### TASK:
List every line of the records below that contains the string "sign".

○ ○ ○ ○ ○

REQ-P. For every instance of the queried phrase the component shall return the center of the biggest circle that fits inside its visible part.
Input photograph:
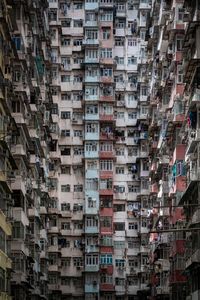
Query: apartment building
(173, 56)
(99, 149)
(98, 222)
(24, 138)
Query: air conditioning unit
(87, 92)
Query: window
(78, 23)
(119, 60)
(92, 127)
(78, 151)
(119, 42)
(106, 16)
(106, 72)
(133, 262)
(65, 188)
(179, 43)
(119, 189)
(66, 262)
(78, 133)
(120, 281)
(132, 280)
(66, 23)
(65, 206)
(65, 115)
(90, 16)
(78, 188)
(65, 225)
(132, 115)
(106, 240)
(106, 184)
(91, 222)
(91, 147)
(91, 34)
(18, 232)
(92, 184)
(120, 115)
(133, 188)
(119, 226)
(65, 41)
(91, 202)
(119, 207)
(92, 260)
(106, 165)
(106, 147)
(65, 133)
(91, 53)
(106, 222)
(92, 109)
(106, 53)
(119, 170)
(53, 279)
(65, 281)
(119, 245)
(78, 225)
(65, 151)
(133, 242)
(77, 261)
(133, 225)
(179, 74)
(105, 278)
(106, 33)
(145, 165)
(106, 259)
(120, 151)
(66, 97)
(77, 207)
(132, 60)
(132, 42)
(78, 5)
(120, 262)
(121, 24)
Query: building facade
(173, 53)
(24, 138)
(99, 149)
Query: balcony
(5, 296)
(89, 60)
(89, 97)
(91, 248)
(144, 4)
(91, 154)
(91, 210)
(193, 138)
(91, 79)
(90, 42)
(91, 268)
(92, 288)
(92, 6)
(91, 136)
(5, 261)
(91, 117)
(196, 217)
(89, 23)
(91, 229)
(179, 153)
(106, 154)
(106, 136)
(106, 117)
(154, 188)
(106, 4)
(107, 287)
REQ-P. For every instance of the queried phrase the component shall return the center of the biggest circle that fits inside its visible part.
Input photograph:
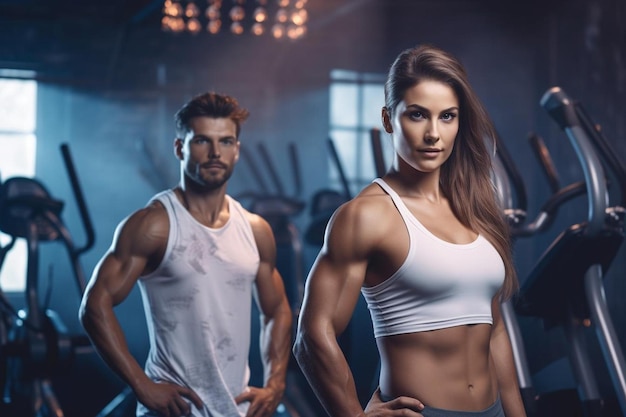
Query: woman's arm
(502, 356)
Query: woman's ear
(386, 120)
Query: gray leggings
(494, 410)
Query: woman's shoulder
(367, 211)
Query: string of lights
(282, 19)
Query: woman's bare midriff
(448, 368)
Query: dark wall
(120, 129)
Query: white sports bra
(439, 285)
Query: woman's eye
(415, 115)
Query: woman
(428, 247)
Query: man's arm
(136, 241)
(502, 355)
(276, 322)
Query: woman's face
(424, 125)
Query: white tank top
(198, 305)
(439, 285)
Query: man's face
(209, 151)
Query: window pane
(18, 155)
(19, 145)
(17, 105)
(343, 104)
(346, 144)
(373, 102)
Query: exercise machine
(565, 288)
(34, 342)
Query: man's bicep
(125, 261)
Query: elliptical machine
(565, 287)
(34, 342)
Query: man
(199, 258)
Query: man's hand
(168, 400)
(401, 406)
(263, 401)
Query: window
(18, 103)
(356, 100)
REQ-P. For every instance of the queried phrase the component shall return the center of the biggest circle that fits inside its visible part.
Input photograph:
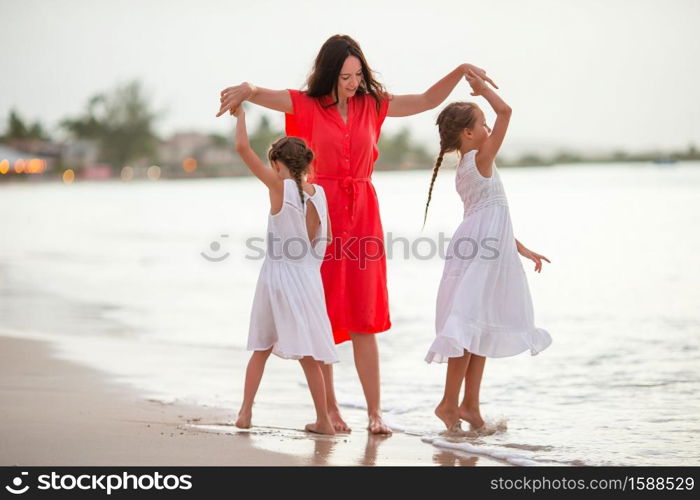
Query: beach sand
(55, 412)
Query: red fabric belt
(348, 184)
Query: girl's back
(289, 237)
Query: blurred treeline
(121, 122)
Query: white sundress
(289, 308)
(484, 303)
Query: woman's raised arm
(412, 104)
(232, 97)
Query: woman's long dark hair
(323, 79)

○ ○ ○ ○ ○

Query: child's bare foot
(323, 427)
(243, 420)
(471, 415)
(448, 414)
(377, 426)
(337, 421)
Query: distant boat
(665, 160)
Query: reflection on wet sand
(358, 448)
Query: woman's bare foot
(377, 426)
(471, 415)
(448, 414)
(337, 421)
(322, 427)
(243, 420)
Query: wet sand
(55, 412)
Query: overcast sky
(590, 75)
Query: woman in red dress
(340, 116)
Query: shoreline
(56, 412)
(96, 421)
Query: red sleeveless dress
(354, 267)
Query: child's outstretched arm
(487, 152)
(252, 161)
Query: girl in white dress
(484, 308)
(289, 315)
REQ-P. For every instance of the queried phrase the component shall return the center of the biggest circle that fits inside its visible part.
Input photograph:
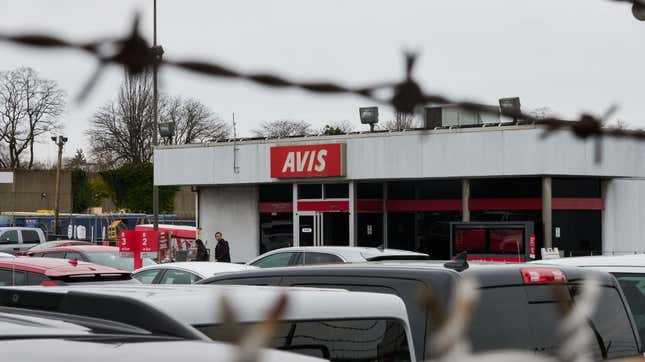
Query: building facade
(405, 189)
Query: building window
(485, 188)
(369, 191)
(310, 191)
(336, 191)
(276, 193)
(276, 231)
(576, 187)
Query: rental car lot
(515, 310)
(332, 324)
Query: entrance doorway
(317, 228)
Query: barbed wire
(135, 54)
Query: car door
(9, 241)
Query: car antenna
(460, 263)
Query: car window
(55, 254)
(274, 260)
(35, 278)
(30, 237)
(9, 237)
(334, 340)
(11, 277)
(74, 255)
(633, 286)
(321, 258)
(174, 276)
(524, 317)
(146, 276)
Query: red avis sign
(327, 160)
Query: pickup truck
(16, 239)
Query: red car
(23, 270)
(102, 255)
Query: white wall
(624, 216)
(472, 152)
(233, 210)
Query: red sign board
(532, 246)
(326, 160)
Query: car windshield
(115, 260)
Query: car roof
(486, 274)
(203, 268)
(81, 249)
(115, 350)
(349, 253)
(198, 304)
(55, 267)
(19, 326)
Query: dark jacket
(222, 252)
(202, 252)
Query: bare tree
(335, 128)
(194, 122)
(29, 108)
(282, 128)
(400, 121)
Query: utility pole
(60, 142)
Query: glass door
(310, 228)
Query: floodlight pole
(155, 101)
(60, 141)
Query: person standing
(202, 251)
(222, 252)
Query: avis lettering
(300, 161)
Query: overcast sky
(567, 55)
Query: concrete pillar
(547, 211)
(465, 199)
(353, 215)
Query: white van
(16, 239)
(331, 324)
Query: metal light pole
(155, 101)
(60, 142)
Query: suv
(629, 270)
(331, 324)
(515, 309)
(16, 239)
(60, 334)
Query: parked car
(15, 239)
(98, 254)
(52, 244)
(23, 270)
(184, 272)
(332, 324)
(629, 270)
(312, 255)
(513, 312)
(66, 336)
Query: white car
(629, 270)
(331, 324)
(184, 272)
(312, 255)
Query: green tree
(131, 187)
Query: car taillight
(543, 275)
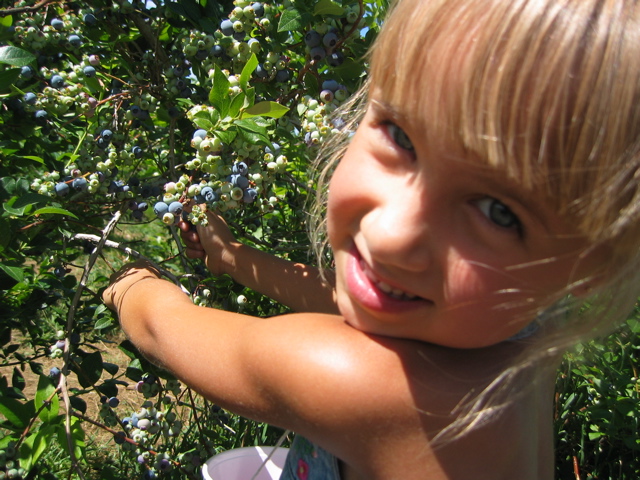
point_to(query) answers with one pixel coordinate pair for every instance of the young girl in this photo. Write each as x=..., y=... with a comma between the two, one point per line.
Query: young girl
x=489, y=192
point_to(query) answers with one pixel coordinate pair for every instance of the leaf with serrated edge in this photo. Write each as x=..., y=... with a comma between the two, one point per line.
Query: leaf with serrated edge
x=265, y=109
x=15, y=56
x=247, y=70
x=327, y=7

○ ○ ○ ○ ○

### EXPECTED OUTPUT:
Query: red avis sign
Query: red sign board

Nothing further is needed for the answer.